One day after School of Arts and Sciences Dean Steven J. Fluharty announced that school-funded Ph.D. admissions would be canceled for the 2021-2022 academic year, the Chemistry Department posted on its website that it will continue to accept new Ph.D. students.
While the Chemistry department must endure the same budget cut as the other SAS departments, Chemistry Ph.D. students are typically supported by research grants from government agencies such as National Institute of Health, National Science Foundation, Department of Energy, and pharmaceutical and chemical companies, Roy and Diana Vagelos Professor in Chemistry and Chemical Biology Department Chair David W. Christianson wrote in an email to The Daily Pennsylvanian.
The Chemistry department is, therefore, able to structure the budget cut over a period of years, allowing it to continue accepting students to its Ph.D. program, Christianson wrote. The fall 2021 cohort, however, will be smaller than usual, according to the department website.
"The cuts in our graduate program are a tremendous blow for the U.S. chemistry workforce at a time when discovery and innovation are reaching unprecedented news heights," Christianson wrote. "We can only hope that the SAS financial position will improve soon."
Associate Dean of Graduate Studies Beth S. Wenger confirmed that a few graduate programs, particularly in the natural sciences, will be able to continue to accept a "limited number" of Ph.D. students into its programs thanks to external funds.
Students can submit Ph.D. applications to the Chemistry department from Oct. 1 to Dec. 1 for fall 2021 admission. Graduate Record Examinations, commonly known as GRE, scores are not required for this application cycle, according to the website.
Christianson took to Twitter earlier today to address the confusion surrounding Ph.D. admissions.
“To correct erroneous information that is circulating in the Twitterverse: @PennChemistry will be admitting Ph.D. students in the coming year, although our entering class will be a bit smaller,” he wrote. “Our exciting journey of discovery continues…”
Fluharty and Wenger wrote in an email to SAS standing faculty and graduate students on Tuesday that the decision to pause admissions for school-funded Ph.D. programs was made as a result of the COVID-19 pandemic’s impact on the school’s finances.
“While we recognize that this news is disappointing, we also believe that this is the most responsible course of action in these unsettled times,” Fluharty and Wenger wrote. "We hope to accept applications in the fall of 2021 and welcome a new cohort of graduate students in the 2022-23 academic year."
In the coming weeks, Fluharty and Wenger will meet with graduate and department chairs to create a program that will provide funding to current Ph.D. students who require extra time to complete their degrees.
"Our graduate students fuel the fires of discovery in Penn Chemistry, and ultimately in the academic and industrial labs that they join after they graduate," Christianson wrote.

**RECORD SET:**
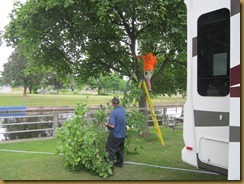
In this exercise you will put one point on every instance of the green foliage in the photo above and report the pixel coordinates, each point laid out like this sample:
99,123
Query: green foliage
93,37
83,143
132,94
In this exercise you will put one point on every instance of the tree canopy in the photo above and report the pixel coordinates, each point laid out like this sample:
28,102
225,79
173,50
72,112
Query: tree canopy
92,37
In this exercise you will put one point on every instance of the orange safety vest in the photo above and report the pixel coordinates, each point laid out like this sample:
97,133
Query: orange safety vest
149,61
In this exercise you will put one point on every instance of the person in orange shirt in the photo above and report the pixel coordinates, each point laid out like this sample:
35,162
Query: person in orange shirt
150,61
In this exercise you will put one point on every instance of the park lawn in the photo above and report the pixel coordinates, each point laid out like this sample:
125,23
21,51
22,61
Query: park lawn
27,166
17,99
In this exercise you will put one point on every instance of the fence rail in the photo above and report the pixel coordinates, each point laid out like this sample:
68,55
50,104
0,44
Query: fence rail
164,115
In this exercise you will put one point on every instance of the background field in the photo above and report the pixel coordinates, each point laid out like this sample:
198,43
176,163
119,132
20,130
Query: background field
27,166
17,99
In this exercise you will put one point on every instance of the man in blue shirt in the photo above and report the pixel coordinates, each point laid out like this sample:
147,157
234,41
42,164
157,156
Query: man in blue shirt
116,138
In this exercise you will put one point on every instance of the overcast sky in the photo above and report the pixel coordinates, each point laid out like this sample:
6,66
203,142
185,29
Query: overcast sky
5,8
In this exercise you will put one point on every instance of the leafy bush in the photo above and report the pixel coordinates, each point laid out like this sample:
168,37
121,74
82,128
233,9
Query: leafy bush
83,143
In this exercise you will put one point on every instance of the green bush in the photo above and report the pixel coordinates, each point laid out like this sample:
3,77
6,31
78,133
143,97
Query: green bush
83,143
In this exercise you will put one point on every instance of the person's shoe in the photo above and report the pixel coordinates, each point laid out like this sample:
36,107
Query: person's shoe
119,165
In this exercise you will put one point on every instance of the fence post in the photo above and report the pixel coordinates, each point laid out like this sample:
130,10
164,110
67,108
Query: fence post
55,123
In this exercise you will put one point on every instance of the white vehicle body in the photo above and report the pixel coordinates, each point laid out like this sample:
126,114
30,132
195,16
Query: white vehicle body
212,112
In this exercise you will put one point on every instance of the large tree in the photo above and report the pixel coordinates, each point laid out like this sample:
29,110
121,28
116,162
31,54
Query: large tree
18,72
93,37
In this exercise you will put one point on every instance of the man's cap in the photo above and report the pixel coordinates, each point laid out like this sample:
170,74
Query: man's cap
115,100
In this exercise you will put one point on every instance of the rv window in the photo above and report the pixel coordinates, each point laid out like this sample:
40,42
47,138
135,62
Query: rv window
213,53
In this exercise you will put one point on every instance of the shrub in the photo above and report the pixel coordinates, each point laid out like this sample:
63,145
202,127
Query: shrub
83,143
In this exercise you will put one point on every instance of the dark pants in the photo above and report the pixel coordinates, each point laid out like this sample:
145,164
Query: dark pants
115,148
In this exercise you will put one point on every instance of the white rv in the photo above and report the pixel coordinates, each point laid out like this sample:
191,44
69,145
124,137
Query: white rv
212,112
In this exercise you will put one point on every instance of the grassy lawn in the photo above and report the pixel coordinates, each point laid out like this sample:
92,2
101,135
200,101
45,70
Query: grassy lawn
29,166
17,99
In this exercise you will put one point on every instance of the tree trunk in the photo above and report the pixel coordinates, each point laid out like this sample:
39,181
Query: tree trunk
25,91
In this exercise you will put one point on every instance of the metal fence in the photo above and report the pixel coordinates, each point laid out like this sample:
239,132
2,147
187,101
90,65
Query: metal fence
41,126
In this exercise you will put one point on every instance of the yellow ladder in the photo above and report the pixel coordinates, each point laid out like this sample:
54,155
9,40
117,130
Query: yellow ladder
154,117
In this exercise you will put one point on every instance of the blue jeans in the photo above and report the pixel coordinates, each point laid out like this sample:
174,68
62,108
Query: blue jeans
115,148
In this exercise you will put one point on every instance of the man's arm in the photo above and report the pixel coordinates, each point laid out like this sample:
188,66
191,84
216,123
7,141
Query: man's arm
109,125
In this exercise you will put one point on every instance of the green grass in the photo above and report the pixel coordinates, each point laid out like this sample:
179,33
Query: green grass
17,99
26,166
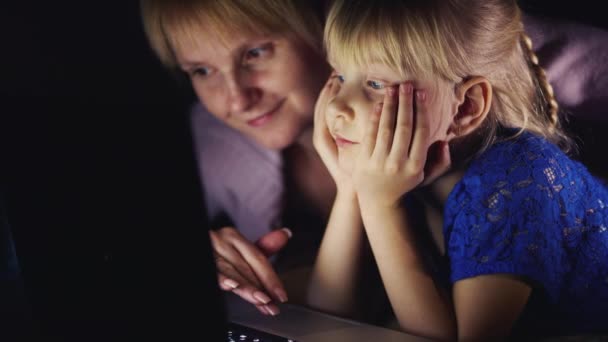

**LIST OF TASKS:**
**A)** In the article on Chemistry Ph.D. admissions, do these statements agree with the text? Answer yes or no for each, and quote the words that decide it. (i) GRE scores are required for the Chemistry Ph.D. application cycle. (ii) Applications for fall 2021 admission to the Chemistry department can be submitted from Oct. 1 to Dec. 1. (iii) The fall 2021 Chemistry cohort will be larger than usual.
**B)** List every government agency that the article on Chemistry Ph.D. admissions names as a source of research grants for Chemistry Ph.D. students.
**C)** Quote the article on Chemistry Ph.D. admissions from "Students can submit" to "the school’s finances.".
Rely only on the article about Chemistry Ph.D. admissions, not on the material.

**ANSWERS BY ITEM:**
**A)**
(i) No: "Graduate Record Examinations, commonly known as GRE, scores are not required for this application cycle"
(ii) Yes: "Students can submit Ph.D. applications to the Chemistry department from Oct. 1 to Dec. 1 for fall 2021 admission."
(iii) No: "The fall 2021 cohort, however, will be smaller than usual"

**B)** National Institute of Health; National Science Foundation; Department of Energy

**C)**
Students can submit Ph.D. applications to the Chemistry department from Oct. 1 to Dec. 1 for fall 2021 admission. Graduate Record Examinations, commonly known as GRE, scores are not required for this application cycle, according to the website.
Christianson took to Twitter earlier today to address the confusion surrounding Ph.D. admissions.
“To correct erroneous information that is circulating in the Twitterverse: @PennChemistry will be admitting Ph.D. students in the coming year, although our entering class will be a bit smaller,” he wrote. “Our exciting journey of discovery continues…”
Fluharty and Wenger wrote in an email to SAS standing faculty and graduate students on Tuesday that the decision to pause admissions for school-funded Ph.D. programs was made as a result of the COVID-19 pandemic’s impact on the school’s finances.